# Do you have a Pet name for your Pet?



## cooncatbob (May 27, 2011)

Do you have Pet names for your kitty?
I had quite a few for Samantha, I'd often call her Sam or Sammy.
When she was being extra special I'd call her Sweet Heart or Sweetie Pie which would make her just glow.
When she was being silly I'd call her Puddin Head or Big Puddin. 
I'd call Little Chiquita, Little Puddin or Brat or the Baby.


----------



## saitenyo (Nov 28, 2010)

We call our cats by their pet names more than their real names actually. I don't even think they know their real names. XD

We call Apollo Auto Gato or just Gato. He recognizes Gato as his name because that's what we call him most of the time. Sometimes we call him Señor Gato, Señor Crazy, or just Señor, or Signornio.

Athena's pet name is Beepo, which is what we call her most of the time. I also like calling her silly variations of that like: Little Beep or Beepadoodle.


----------



## MowMow (Nov 6, 2010)

Pope Kitty Von Porkpatty
Stinkypoo or Stinkypooper
Ish Kabibble (there's a rhyme I made up that I sing to him that goes with that nickname)
Baby
Daddy cat


----------



## Olivers-Slave (Jul 25, 2010)

lol Hana is either hana or hanakuso (either flower or booger, depending on if shes being bad or not lol) 

Oliver we call olivera,its how you say it in portuguese, or ****cat, or ***hole or god****it....depending on what he just did....


----------



## oceanmist (Feb 12, 2011)

I call Cherry Cherbear, Cher, Kitty, PuffBug, and a few other names.


----------



## konstargirl (Feb 4, 2011)

Misa is called by her name.

Francis id a whole bunch of names, but mostly by his name.

Vinnie is sagwa and Vinnie- Winnie or vinniekins. XD


----------



## 6cats4me (Apr 30, 2011)

Nicky Noodle
RoundFace MeowCat
Ella Bella
Little Girl (Buffy)
My Beautiful Boy (Graybee)


----------



## cooncatbob (May 27, 2011)

Stinky Kitty:lol:
My bedroom is next to the bathroom where the litter box is, often Samantha would take a Big Stinky around 6 AM and I'm trying to sleep until 7AM but the smell is overpowering.


----------



## love.my.cats (Jan 29, 2009)

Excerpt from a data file

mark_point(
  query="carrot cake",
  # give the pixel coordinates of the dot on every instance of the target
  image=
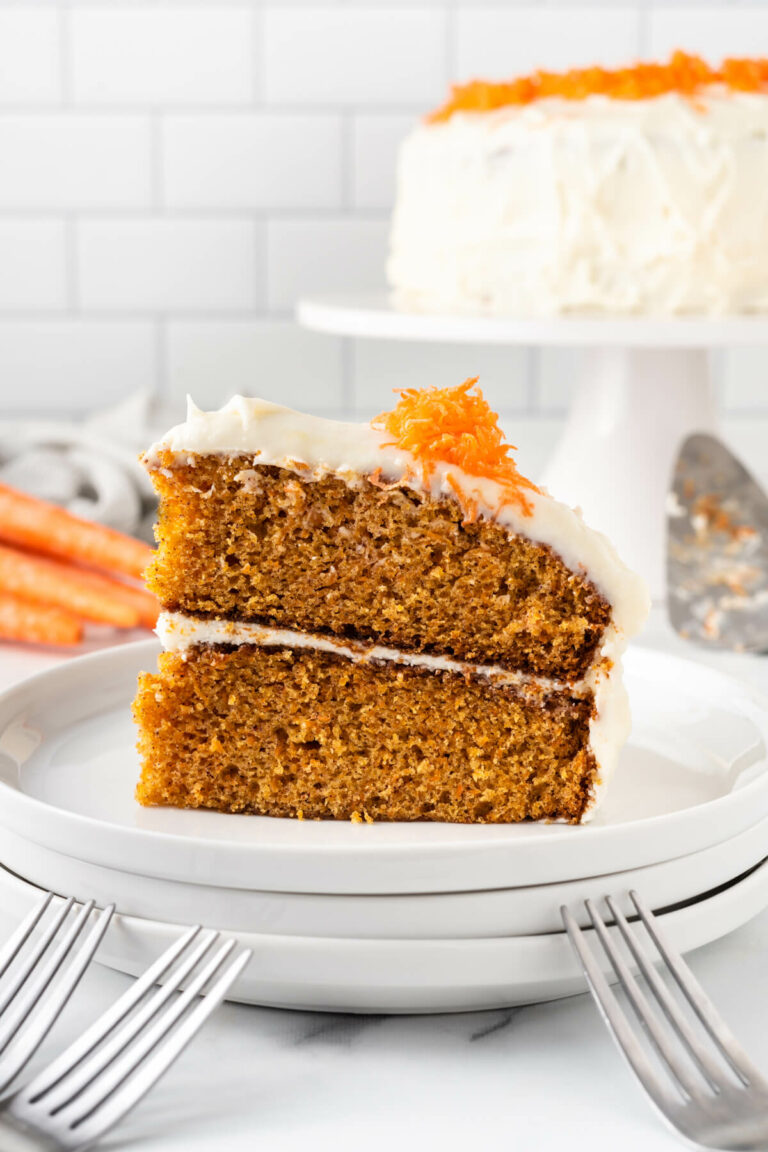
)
(378, 622)
(631, 190)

• Task statement:
Can you carry on the forum thread about pet names for cats from the point where it stops? The records have nothing to do with this.

• Result of the exercise:
Samson: Sammy, Sammy-Sam, The Orange/Orange one, Noisy (he'll go to a room and just sit there and cry out for someone to come play with him)
Meeka: Miss Meeka, Meeka-Poo, The Grey/Grey one, Princess Meeka (she get's everything she wants - if Sammy's eating and she wants to eat, he actually moves out of the way for her and sit and wait until she's done, then he'll have his turn).


----------



## praline (Jun 3, 2011)

Sasha= sasha girl ~ I call her this when we are cuddling and I am using my best snuggle mommy voice, "awww sasha girl is my baby.."

Bentley = Bent I usually say this when I am calling him, "Come on Bent! Ohhhh lookie what I got Bent!" At the same time I do call him my Bentley boy when we are cuddling. Hubby calls him Aquadog whenever he has is water eyes. Water eyes= he sees a puddle, pond, drop of water and he goes nuts and flips out jumping and rolling in the water. Hubby calls out, "Its AQUADOG!" and Bentley gets really excited when he hears daddy say it lol


----------



## BT1 (May 11, 2010)

When I first got Finnick, I called him ****head because he pooped everywhere. Luckily, the litterbox is his friend now so I don't call him that anymore. His new nicknames are Finn, Finnykins, and Whiny Butt. My SO calls him Little Booba (she calls me Booba, so he's her little one). When she's petting him and snuggling with him, she repeatedly says, "You're my baby. Yes, you are. You're my baby." So I guess he's also called baby.

Katniss is called Pipes (she's always meowing about something or another) or Kat Kats.


----------



## praline (Jun 3, 2011)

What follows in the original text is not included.